### Text for analysis:

    --

    Left MS Windows for Linux Mint and never looked back!

    Vote for Bernie in 2016!

  2. Re:Ia my impression wrong? by currently_awake · · Score: 5, Interesting

    The one percenters can't win an election, not enough voters even when half the voters stay home. They require a large block of people who vote as directed, and the religious right provides those voters. So long as the men in charge of their congregation get their quid pro quo, the voters will be directed to keep voting republican forever. Of course this does require the occasional "Christian" act in public, like this bill.

  3. Re:That's reasonable by UnknowingFool · · Score: 1, Interesting

    If I were a science teacher I would specifically teach how the theory of gravity (General Relativity) has far more weaknesses than evolution. Also how the germ theory of disease has had to undergo changes when asymptotic carriers, viruses causing cancers, and bacteria causing ulcers, etc. were discovered.

    --
    Well, there's spam egg sausage and spam, that's not got much spam in it.
  4. Re:Ia my impression wrong? by Kierthos · · Score: 5, Interesting

    Actually, there have been a few times (at least) where FOX News has 'accidentally' changed the R to a D when a politician has been caught in a scandal.

    --
    Mr. Hu is not a ninja.
  5. Re:Ia my impression wrong? by Ol+Olsoc · · Score: 4, Interesting

    I would say a small part of it is that there is no equivalent to the Tea Party among Democrats. I mean, I've never heard anyone describe a politician as "Liberal in Name Only" (LINO), but you hear the calls of RINO all the time from the right.

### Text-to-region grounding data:
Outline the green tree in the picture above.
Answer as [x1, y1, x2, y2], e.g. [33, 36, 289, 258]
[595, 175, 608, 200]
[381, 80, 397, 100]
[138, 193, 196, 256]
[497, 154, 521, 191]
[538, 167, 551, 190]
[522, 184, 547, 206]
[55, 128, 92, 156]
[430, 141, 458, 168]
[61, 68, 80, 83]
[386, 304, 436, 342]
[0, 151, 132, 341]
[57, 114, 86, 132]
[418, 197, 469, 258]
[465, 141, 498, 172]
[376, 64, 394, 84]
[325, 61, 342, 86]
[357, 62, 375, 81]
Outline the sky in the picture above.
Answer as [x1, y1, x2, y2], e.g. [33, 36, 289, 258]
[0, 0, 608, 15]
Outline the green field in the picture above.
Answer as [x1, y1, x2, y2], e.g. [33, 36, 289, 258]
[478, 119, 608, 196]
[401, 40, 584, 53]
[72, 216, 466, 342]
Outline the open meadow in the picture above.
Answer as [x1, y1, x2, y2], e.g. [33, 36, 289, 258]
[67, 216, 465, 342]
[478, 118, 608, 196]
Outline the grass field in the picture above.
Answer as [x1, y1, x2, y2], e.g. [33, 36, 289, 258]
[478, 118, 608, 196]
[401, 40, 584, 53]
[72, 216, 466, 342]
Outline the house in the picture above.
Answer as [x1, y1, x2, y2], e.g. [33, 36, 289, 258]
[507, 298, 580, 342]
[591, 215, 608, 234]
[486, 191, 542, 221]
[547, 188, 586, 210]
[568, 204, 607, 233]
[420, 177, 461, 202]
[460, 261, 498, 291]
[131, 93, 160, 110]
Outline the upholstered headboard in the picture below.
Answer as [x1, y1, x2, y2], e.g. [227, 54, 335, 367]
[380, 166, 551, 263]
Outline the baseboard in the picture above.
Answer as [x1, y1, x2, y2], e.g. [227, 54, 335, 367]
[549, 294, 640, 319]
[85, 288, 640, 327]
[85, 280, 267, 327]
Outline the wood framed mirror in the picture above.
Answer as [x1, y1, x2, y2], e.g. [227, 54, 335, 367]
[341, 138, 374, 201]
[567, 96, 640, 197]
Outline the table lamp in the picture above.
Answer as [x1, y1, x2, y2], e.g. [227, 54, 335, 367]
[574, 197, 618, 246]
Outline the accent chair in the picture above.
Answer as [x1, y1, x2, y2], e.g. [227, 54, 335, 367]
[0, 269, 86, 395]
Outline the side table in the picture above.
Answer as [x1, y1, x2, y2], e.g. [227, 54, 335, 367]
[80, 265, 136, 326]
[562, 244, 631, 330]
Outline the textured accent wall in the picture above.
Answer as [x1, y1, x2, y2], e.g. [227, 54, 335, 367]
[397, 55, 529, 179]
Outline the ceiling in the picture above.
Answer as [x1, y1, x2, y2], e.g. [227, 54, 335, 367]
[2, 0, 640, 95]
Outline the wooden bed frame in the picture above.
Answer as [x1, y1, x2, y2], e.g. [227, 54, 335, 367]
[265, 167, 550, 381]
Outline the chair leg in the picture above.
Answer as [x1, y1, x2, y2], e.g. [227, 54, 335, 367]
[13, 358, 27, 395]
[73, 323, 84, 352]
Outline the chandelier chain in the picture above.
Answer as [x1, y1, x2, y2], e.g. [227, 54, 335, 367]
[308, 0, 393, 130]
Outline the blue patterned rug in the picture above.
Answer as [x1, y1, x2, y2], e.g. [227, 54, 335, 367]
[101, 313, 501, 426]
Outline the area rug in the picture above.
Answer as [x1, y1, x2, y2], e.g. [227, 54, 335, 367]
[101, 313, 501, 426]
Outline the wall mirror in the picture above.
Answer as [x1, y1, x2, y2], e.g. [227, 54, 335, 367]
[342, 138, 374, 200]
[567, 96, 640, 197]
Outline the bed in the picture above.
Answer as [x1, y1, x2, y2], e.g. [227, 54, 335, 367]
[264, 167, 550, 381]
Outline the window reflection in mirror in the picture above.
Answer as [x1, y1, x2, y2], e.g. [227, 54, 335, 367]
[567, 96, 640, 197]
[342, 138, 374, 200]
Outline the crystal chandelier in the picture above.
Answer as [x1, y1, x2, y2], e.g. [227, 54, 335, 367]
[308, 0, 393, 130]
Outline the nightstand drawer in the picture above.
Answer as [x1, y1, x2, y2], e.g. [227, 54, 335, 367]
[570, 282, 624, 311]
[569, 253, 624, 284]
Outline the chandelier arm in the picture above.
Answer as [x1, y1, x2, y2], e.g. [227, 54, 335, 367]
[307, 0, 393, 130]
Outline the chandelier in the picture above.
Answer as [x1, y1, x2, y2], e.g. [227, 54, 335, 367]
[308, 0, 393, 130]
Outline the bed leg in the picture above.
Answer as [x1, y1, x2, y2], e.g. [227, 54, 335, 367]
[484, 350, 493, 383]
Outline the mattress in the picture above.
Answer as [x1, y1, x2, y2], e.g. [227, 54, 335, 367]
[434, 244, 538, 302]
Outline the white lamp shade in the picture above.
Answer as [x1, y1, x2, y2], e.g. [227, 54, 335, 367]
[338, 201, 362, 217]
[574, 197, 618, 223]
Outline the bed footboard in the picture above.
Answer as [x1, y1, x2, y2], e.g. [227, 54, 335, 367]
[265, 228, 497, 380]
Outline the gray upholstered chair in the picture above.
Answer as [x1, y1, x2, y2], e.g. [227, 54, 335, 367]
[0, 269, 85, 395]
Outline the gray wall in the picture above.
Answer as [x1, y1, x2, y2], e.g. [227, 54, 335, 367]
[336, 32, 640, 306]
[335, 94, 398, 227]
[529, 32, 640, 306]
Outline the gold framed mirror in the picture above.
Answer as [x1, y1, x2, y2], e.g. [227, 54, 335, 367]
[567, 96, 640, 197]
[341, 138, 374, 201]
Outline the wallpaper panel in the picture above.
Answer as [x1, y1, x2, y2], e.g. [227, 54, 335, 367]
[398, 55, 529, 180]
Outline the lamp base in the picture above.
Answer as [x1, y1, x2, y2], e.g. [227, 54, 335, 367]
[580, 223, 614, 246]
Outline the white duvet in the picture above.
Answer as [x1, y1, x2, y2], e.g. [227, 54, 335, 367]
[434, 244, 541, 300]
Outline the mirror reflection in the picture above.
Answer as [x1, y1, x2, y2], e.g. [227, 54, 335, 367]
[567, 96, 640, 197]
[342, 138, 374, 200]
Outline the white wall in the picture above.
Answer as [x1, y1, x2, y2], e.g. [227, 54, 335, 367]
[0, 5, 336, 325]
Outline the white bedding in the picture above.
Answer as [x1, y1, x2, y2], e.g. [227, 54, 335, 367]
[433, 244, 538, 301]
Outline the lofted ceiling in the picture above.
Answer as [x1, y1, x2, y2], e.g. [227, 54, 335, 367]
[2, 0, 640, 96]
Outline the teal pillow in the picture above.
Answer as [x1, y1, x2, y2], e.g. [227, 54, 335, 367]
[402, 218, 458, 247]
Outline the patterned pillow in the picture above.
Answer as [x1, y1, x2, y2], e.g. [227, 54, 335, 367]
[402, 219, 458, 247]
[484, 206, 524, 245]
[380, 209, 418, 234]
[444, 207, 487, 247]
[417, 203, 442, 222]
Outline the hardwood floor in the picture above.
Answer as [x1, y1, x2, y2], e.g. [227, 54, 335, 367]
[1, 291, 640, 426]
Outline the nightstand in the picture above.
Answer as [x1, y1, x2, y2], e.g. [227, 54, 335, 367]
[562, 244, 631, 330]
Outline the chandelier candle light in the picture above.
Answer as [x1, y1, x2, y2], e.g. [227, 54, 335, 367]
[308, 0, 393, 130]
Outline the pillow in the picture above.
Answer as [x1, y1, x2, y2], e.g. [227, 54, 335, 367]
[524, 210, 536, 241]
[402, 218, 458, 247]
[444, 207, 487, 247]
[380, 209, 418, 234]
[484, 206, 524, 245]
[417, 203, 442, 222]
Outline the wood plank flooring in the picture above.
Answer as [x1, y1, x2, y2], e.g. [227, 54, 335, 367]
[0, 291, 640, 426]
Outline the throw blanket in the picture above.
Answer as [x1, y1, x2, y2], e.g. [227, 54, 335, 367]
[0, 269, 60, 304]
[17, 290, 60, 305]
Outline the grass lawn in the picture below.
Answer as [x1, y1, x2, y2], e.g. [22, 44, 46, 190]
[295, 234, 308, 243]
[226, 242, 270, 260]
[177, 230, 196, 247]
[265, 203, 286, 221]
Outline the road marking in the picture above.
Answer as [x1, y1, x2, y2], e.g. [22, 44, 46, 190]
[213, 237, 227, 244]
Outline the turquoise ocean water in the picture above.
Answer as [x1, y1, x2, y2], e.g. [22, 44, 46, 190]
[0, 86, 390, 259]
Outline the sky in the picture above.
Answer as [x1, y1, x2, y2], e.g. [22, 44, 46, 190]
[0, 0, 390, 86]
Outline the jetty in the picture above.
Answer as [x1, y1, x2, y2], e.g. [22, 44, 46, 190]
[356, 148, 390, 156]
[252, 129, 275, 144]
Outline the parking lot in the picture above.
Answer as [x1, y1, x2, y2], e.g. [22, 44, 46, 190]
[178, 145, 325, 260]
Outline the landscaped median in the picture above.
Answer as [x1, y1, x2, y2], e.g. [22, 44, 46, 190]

### Problem to work on:
Please summarize the comment thread in two sentences.

### Your response:
One commenter argues that the one percenters cannot win elections on their own and rely on the religious right as a bloc directed to vote Republican. Others say a science teacher could stress the weaknesses of the theory of gravity and the changes to germ theory, claim FOX News has sometimes changed a scandal-hit politician's R to a D, and note that Democrats have no equivalent to the Tea Party.